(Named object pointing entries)
"""

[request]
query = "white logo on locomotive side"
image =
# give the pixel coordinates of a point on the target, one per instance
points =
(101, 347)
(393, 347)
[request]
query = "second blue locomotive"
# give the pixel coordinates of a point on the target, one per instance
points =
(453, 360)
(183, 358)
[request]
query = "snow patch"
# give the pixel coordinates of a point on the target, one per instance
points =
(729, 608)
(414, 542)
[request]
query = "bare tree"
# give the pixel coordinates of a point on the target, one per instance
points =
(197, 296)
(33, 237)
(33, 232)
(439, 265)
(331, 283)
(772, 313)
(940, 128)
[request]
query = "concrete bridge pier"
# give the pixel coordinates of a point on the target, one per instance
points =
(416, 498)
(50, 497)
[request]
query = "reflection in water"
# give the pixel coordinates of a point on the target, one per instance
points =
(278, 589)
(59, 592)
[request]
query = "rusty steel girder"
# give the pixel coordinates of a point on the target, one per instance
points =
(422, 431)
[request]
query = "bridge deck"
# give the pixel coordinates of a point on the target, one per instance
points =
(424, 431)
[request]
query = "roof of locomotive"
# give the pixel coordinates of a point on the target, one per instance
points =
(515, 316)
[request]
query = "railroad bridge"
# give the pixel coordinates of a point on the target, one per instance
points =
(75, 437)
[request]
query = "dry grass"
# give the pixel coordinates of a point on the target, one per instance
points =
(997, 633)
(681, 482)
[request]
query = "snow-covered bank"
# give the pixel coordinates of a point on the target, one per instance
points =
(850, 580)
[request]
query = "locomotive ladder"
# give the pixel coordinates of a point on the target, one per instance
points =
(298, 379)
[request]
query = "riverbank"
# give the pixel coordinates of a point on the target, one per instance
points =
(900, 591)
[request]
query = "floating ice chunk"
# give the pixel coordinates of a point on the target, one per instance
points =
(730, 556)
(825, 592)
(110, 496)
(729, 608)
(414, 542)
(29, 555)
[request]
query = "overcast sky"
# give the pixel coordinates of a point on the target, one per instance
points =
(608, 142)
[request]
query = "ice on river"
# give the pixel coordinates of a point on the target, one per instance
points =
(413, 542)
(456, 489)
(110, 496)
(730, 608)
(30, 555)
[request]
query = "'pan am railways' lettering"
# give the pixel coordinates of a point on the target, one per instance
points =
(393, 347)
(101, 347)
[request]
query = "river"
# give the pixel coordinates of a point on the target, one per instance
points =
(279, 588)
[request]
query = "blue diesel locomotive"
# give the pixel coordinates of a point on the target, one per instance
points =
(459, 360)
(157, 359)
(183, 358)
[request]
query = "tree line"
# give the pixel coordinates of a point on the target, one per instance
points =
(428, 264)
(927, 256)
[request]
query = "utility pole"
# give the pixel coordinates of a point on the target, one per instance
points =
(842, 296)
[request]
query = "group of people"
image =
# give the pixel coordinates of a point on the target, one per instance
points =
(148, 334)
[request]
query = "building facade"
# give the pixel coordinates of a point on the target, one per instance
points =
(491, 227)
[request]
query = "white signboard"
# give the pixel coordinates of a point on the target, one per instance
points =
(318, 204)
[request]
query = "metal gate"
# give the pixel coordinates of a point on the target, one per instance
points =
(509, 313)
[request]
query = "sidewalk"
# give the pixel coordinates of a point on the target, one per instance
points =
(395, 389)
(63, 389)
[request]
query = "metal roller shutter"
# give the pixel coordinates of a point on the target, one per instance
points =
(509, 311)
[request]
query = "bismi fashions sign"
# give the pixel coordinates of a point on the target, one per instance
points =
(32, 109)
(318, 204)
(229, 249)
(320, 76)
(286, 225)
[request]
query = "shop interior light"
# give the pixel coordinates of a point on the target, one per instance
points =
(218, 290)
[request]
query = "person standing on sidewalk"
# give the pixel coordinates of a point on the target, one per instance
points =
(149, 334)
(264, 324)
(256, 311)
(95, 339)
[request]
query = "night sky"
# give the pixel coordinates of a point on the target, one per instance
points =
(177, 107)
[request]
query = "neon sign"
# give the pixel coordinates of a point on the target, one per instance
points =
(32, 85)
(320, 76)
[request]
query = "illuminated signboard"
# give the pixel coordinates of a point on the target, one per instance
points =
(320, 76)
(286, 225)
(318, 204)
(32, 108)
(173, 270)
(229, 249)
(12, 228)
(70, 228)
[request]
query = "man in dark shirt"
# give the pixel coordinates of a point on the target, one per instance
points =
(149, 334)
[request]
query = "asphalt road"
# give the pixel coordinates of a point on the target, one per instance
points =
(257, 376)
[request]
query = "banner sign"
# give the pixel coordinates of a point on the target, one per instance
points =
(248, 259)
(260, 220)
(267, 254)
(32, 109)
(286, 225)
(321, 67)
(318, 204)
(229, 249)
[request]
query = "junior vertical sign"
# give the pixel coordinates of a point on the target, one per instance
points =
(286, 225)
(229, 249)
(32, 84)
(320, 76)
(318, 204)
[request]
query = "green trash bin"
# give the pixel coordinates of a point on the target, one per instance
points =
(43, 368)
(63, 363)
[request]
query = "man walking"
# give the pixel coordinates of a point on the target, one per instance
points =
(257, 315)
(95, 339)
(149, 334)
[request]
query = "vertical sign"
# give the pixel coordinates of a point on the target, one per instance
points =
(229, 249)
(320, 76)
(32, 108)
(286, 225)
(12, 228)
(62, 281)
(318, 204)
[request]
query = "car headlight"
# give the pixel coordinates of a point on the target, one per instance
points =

"""

#### Problem to work on:
Retype all of the material above with every character intact.

#### Output of the task:
[request]
query = "white logo on locomotive side"
image =
# give the pixel coordinates of a point on the target, one per instance
points =
(101, 347)
(393, 347)
[request]
query = "second blue locomotive"
# give the pixel coordinates of a point on the target, one per instance
points =
(453, 360)
(183, 358)
[request]
query = "snow patch"
# give the pixel coordinates of a point on the target, one per instance
points =
(729, 608)
(414, 542)
[request]
query = "bare tree"
# give the pixel coordinates of a point on the target, one per instance
points =
(197, 296)
(33, 237)
(33, 232)
(439, 265)
(331, 283)
(772, 313)
(940, 128)
[request]
query = "concrete bridge pier"
# give the pixel coordinates of a point on the target, one per instance
points =
(416, 498)
(50, 497)
[request]
query = "reflection in water"
# give the pixel coordinates of a point on the target, one per instance
points =
(278, 589)
(59, 592)
[request]
query = "rusty steel girder"
# give the pixel coordinates of a point on the target, one per instance
points =
(422, 431)
[request]
query = "bridge deck"
# give the pixel coordinates of a point on the target, one per instance
points =
(424, 431)
[request]
query = "roof of locomotive"
# give the pixel coordinates of a point on the target, one per instance
points =
(515, 316)
[request]
query = "railroad bridge"
# give the pixel coordinates of a point on the target, one per instance
points =
(75, 437)
[request]
query = "dry grass"
# give the pixel coordinates of a point on the target, one per instance
points =
(997, 633)
(681, 482)
[request]
query = "snow-covered bank"
# give the pixel coordinates of a point on the target, one per instance
points =
(850, 580)
[request]
query = "locomotive ladder"
# give the pixel coordinates of a point on the target, one per instance
points =
(298, 379)
[request]
query = "riverbank"
# give the pixel coordinates of a point on the target, one per instance
points =
(900, 591)
[request]
query = "floating ice chunk"
# give the pixel coordinates of a point on the target, one per instance
points =
(730, 556)
(825, 592)
(110, 496)
(729, 608)
(414, 542)
(29, 555)
[request]
query = "overcast sky"
# give the pixel coordinates of a point on the target, one per instance
points =
(608, 142)
[request]
query = "ice on river"
# give the pixel coordinates of a point on the target, one per instance
points =
(413, 542)
(456, 489)
(110, 496)
(730, 608)
(30, 555)
[request]
query = "'pan am railways' lettering"
# give the pixel coordinates of a point on the target, one per instance
points =
(393, 347)
(101, 347)
[request]
query = "river"
# give the pixel coordinates of a point on the target, one per instance
points =
(279, 588)
[request]
query = "blue diesel locomotive"
# give the pixel coordinates of a point on the target, one per instance
points =
(459, 360)
(157, 359)
(183, 358)
[request]
query = "tree line"
# give the pixel coordinates of a point on the target, one per instance
points =
(428, 264)
(927, 256)
[request]
query = "utility pole"
# give the pixel coordinates of a point on the target, one per instance
points =
(842, 296)
[request]
query = "group of people"
image =
# give the pixel coordinates of a point on the target, one per instance
points =
(148, 334)
[request]
query = "building facade"
# give the pixel coordinates of a point on the target, one per instance
points =
(491, 227)
[request]
query = "white signboard"
# give the pixel coordinates of a point on the target, one per instance
points =
(318, 204)
[request]
query = "metal gate"
# give the pixel coordinates of a point on the target, one per instance
points =
(509, 313)
[request]
query = "sidewalk"
# give the pixel coordinates of a point on the target, one per instance
points =
(395, 389)
(63, 389)
[request]
query = "metal roller shutter"
# give the pixel coordinates of a point on the target, one per instance
points =
(509, 311)
[request]
query = "bismi fashions sign"
# give the pixel coordinates of a point on the target, one per instance
points =
(32, 109)
(318, 204)
(229, 249)
(320, 76)
(286, 225)
[request]
query = "shop interior light"
# give the pixel coordinates of a point on the target, one per instance
points =
(218, 290)
[request]
query = "person standing on sidewalk"
# give the pixel coordinates of a point on the target, one per instance
points =
(149, 334)
(264, 324)
(256, 311)
(95, 339)
[request]
query = "night sky"
# give the pixel coordinates of a point on the target, one per instance
points =
(177, 107)
[request]
query = "neon sign"
# give the pixel coordinates of a point on the target, one per instance
points =
(32, 85)
(320, 76)
[request]
query = "illuminated signboard"
# give the pixel coordinates of a point on the target, one per instance
points =
(320, 76)
(286, 225)
(318, 204)
(32, 108)
(173, 270)
(229, 249)
(12, 228)
(70, 228)
[request]
query = "man in dark shirt"
# give the pixel coordinates of a point on the target, one per instance
points =
(149, 334)
[request]
query = "asphalt road"
# give the pixel coordinates of a point on the target, one per instance
points =
(257, 376)
[request]
query = "banner sign"
# give the pixel coordinates of a point on the target, one per instance
points =
(248, 259)
(260, 220)
(267, 254)
(32, 109)
(286, 225)
(321, 67)
(318, 204)
(229, 249)
[request]
query = "junior vertical sign"
# give the pixel coordinates of a point on the target, one per instance
points =
(286, 225)
(229, 249)
(32, 84)
(320, 76)
(318, 204)
[request]
query = "green trash bin"
# give the pixel coordinates of a point on the target, one per instance
points =
(43, 368)
(63, 363)
[request]
query = "man walking"
# give the pixel coordinates of a point on the target, one per instance
points =
(257, 315)
(95, 339)
(149, 334)
[request]
query = "vertical sign"
# give the pixel coordinates of a point on the target, one per instance
points =
(229, 249)
(320, 76)
(32, 108)
(286, 225)
(12, 228)
(62, 281)
(318, 204)
[request]
query = "car headlight"
# give the pixel coordinates of a point on the target, one per instance
points =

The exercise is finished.